**Work item**
In the records below, print each line exactly and leave every image out.

————

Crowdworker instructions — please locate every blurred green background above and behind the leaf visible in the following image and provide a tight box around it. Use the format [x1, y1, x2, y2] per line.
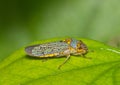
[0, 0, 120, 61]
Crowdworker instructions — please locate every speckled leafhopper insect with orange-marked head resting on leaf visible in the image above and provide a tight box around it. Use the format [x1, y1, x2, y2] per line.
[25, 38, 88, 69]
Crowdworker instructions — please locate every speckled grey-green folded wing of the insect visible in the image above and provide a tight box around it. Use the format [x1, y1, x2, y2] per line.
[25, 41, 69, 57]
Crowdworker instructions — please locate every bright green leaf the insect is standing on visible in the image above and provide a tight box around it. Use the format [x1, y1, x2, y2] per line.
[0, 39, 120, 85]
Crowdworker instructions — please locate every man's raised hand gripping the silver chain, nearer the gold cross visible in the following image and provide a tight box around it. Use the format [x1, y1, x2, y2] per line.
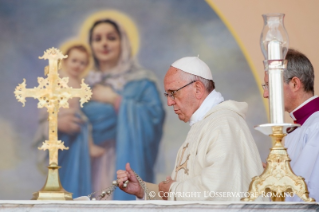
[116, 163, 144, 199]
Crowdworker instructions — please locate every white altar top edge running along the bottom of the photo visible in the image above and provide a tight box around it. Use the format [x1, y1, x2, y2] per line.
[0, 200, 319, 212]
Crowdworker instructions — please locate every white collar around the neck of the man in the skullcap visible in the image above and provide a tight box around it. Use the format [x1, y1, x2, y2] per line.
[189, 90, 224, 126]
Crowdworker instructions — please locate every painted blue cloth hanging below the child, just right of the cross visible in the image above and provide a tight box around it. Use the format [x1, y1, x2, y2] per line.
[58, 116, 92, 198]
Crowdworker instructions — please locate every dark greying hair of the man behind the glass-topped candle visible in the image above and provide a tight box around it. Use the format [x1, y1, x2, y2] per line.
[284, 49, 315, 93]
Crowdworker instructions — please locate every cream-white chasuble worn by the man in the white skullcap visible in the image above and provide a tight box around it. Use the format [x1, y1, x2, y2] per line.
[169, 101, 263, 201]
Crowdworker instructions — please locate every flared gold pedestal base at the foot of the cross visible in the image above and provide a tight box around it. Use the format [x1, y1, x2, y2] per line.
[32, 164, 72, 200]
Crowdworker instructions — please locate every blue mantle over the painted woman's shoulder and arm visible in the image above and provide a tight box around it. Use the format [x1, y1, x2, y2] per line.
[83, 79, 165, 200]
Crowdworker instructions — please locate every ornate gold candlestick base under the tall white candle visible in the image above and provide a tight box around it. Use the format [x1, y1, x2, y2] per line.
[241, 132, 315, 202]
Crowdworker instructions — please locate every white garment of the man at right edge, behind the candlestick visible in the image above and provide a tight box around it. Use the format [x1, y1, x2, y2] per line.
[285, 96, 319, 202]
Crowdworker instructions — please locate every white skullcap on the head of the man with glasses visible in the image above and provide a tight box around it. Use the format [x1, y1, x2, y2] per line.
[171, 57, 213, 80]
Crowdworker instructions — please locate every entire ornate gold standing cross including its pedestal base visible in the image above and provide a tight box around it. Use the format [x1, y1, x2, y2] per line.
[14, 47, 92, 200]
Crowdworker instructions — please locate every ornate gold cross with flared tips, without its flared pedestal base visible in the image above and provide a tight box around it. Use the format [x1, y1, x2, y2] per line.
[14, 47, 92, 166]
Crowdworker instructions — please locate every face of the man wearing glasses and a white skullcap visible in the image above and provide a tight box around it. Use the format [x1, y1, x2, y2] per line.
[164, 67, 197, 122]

————

**Task output**
Crowdworker instructions — please locate every blurred green background above and behind the leaf visible in the following image and provide a tight box around it. Use the format [x1, y1, x2, y2] per line.
[0, 0, 120, 61]
Crowdworker instructions — please locate every speckled leafhopper insect with orange-marked head resting on leaf visible in the image above and provide a tight box around it. Use the format [x1, y1, x2, y2] per line.
[25, 38, 88, 69]
Crowdworker instructions — please locate every speckled grey-green folded wing of the insect visible in the image above and provide a tight box around it. Use the format [x1, y1, x2, y2] per line.
[25, 41, 69, 57]
Crowdworker instructions — please locate every bright green leaf the insect is standing on visible in the image above and provide a tight box around it. Use the format [x1, y1, x2, y2] per line.
[0, 39, 120, 85]
Crowdworker instructions — please locate every man's raised hand gripping the silver chain, nearer the gold cross visible in the following image and provide a tight box around it. Use the format [x1, y1, x2, y2] per line.
[116, 163, 144, 199]
Crowdworker instructions — please locate every white altar top edge running along the bottom of the photo visible in the image above and provide a tight box around it. Use the format [x1, y1, x2, y2] per line.
[0, 200, 319, 212]
Crowdworker instructions — please locate every white collar around the neck of the man in the skullcap visible in the image above and provide a tight box around it. Use the format [x1, y1, x2, y2] per line.
[189, 90, 224, 126]
Crowdworker instructions — please locate every painted blue cloth hanging below the child, just right of the cross visible in the image above and provide a tight box around it. Use the format [x1, y1, x2, y2] per line.
[58, 116, 92, 198]
Crowdworker instructions — please locate every dark greying hair of the man behind the glass-topped candle visible in the image above and provide a tight box around it. Use the format [x1, y1, x2, y2] per line.
[284, 49, 315, 93]
Crowdworker instructions — please locate every cream-white chasuble worn by the man in the white skullcap visible in the image above and provide a tight box around it. Use the format [x1, y1, x2, y2] per line.
[169, 101, 263, 201]
Crowdworker instructions — please locate every flared gold pedestal base at the foot of the cross visible in the image above and provide a tight box around it. Use the format [x1, y1, x2, y2] per line.
[32, 164, 72, 200]
Crowdworker instructions — please locate every blue mantle over the painted woman's shoulder and arm visible in the image above and provide a tight box around it. Use the format [x1, y1, x2, y2] per line.
[83, 79, 165, 200]
Crowdworker instructions — please locate every ornate gold candlestick base under the tall white candle visible in the image above and provide a tight box around it. Use the format [x1, y1, x2, y2] per line.
[241, 132, 315, 202]
Crowdworker instructions — please locate every white garment of the man at right edge, behind the candlestick visible in the image above and provide a tight box around it. Use the format [x1, y1, x2, y2] per line.
[285, 96, 319, 202]
Crowdworker instructions — please locate every white skullcap on the head of the man with glasses visible in the image above and provide a tight box around it. Use the format [x1, y1, x2, y2] per line.
[171, 57, 213, 80]
Crowdworker instructions — please locate every entire ornate gold standing cross including its pedestal base visible in the image above and provide a tight box around it. Use the format [x1, y1, x2, y2] per line.
[14, 47, 92, 200]
Crowdworker instructions — please locate every ornate gold cross with flared tips, without its flared pedestal base visible in the image above and provide a tight box around it. Use the format [x1, y1, x2, y2] per line.
[14, 47, 92, 166]
Crowdworker instructions — please locate every face of the man wearing glasses and a white skullcap visible in the image above and provide a tight box around it. Use the format [x1, y1, x2, y2] per line.
[164, 67, 197, 122]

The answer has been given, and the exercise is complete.